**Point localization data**
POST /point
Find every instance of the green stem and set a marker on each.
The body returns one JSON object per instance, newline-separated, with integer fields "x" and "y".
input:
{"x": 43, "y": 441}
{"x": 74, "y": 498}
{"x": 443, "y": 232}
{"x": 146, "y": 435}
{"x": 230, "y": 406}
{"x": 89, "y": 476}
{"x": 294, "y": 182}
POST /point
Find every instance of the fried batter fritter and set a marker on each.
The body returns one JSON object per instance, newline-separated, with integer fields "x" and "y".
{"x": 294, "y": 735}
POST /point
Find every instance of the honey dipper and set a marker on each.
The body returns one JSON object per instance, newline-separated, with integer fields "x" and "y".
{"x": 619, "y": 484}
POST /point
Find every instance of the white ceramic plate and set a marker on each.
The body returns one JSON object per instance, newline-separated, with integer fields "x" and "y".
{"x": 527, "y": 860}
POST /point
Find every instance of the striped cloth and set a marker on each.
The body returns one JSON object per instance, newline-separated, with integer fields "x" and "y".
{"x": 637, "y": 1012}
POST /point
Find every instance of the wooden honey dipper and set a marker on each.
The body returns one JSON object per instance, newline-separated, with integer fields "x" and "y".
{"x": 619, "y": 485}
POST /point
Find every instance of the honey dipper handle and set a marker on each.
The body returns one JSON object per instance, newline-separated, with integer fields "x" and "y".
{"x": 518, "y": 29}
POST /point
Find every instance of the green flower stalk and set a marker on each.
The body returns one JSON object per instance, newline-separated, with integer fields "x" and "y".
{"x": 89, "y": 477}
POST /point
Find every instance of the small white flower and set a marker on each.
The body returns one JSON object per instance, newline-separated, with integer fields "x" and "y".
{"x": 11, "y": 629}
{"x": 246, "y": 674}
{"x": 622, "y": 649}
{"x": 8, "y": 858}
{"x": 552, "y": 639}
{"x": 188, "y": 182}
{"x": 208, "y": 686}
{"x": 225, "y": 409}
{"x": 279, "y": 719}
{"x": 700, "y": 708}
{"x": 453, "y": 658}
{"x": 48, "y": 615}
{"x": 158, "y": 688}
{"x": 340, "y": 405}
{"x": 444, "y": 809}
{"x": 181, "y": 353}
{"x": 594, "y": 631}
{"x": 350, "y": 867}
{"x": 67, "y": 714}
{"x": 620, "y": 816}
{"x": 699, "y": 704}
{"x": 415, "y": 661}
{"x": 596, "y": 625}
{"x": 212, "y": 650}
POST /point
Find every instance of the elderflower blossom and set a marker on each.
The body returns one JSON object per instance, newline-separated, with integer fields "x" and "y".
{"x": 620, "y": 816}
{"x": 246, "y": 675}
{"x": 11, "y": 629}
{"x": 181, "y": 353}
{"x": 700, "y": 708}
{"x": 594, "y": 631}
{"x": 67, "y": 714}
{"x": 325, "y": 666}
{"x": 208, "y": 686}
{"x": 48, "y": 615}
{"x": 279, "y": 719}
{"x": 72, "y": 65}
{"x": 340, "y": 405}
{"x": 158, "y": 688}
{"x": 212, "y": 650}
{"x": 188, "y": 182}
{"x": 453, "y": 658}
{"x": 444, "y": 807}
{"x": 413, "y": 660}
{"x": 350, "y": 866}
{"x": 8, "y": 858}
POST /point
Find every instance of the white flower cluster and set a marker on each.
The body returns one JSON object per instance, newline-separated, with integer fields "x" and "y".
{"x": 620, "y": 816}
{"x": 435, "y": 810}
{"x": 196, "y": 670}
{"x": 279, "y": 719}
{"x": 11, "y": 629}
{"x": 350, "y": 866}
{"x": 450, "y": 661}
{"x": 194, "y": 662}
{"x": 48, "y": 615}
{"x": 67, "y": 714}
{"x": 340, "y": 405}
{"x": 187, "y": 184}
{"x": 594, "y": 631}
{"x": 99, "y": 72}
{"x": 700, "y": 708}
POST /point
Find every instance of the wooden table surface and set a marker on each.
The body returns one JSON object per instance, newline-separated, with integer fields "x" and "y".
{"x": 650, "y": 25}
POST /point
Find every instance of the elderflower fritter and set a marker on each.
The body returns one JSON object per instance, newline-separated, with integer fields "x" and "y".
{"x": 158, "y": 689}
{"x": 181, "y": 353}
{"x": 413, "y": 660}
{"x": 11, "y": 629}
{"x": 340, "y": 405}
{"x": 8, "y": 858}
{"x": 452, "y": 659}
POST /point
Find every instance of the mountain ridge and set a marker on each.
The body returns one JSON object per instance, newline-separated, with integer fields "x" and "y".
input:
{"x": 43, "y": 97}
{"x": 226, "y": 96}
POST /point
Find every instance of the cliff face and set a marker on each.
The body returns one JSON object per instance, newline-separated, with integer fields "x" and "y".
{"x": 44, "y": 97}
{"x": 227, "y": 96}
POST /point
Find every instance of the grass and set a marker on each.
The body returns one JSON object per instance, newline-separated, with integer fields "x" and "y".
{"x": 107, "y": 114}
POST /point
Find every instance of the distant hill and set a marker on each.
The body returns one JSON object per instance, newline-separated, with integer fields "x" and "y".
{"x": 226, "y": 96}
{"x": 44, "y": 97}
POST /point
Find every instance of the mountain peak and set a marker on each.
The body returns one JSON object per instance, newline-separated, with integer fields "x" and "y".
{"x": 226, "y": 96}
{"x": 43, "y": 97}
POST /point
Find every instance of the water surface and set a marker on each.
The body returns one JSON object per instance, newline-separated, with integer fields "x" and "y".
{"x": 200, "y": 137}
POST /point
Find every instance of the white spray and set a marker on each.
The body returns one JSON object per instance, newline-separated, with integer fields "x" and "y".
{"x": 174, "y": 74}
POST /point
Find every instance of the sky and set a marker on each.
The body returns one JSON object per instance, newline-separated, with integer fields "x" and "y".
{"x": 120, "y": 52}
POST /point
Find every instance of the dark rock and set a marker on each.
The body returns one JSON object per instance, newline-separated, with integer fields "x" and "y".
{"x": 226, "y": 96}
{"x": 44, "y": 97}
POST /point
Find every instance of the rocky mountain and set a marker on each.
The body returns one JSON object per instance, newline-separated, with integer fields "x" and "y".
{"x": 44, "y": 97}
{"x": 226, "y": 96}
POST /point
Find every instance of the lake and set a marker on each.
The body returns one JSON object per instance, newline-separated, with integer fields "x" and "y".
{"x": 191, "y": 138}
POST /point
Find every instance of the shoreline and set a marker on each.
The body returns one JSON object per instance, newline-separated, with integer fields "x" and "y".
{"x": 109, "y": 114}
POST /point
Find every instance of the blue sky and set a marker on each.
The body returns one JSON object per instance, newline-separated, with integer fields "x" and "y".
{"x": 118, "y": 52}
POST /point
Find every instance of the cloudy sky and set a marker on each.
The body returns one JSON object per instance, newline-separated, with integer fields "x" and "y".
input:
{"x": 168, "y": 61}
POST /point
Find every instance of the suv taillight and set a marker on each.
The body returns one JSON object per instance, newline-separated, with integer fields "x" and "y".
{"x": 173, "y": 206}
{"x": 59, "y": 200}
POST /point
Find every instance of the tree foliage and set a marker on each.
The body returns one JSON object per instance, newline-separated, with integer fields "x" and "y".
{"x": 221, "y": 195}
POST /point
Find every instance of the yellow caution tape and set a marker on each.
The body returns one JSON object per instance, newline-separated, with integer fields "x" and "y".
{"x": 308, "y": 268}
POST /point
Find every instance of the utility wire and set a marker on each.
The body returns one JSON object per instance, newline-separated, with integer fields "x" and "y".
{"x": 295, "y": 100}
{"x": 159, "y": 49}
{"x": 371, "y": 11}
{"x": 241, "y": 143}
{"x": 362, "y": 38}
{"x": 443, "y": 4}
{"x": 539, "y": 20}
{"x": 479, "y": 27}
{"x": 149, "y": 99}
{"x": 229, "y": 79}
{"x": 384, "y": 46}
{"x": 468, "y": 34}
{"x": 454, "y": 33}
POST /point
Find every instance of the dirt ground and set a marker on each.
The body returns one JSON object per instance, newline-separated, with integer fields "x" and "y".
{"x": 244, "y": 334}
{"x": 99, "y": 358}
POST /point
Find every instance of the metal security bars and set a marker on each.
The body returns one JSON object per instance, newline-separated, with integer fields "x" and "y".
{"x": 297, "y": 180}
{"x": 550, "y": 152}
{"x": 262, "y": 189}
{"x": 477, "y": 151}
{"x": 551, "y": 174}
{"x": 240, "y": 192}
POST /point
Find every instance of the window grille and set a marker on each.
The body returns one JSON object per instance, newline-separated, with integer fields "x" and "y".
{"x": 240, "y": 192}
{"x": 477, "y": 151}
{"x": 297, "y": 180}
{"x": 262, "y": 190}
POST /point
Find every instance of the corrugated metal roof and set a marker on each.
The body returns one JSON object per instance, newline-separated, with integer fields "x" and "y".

**Problem details**
Reproduce the entries exactly, starting at their first line and stopping after the line with "Find every instance of the small".

**Exercise response**
POST /point
Find every instance of the green stem and set a marker on each.
The body returns one JSON object per instance, newline-separated, with integer fields "x" and "y".
input:
{"x": 43, "y": 441}
{"x": 74, "y": 498}
{"x": 443, "y": 232}
{"x": 146, "y": 435}
{"x": 230, "y": 406}
{"x": 89, "y": 476}
{"x": 294, "y": 182}
POST /point
Find every instance of the fried batter fritter and set a marker on each.
The body returns one JSON object per instance, newline-separated, with integer fields "x" and "y".
{"x": 294, "y": 735}
POST /point
Find every instance of the honey dipper and set a marker on each.
The body returns one JSON object per instance, newline-separated, with integer fields "x" and "y".
{"x": 619, "y": 484}
POST /point
Find every instance of the white ceramic plate and set a marker on each.
The body returns one JSON object per instance, newline-separated, with integer fields "x" and "y".
{"x": 527, "y": 860}
POST /point
Find every instance of the striped cloth and set a marker on each.
The body returns one JSON object per instance, newline-separated, with integer fields "x" and "y".
{"x": 637, "y": 1012}
POST /point
Find every instance of the wooden honey dipper and set a marker on each.
The body returns one JSON object per instance, newline-separated, with integer fields "x" and "y".
{"x": 619, "y": 485}
POST /point
Find every instance of the honey dipper handle and set a marker on each.
The body returns one JSON object per instance, newline-separated, with integer fields "x" and "y".
{"x": 518, "y": 29}
POST /point
Find every instance of the green flower stalk and set a marker on each.
The body returns one JSON object per instance, newline-separated, with integer fields "x" and "y".
{"x": 89, "y": 477}
POST /point
Find every instance of the small white flower and set a marker on each.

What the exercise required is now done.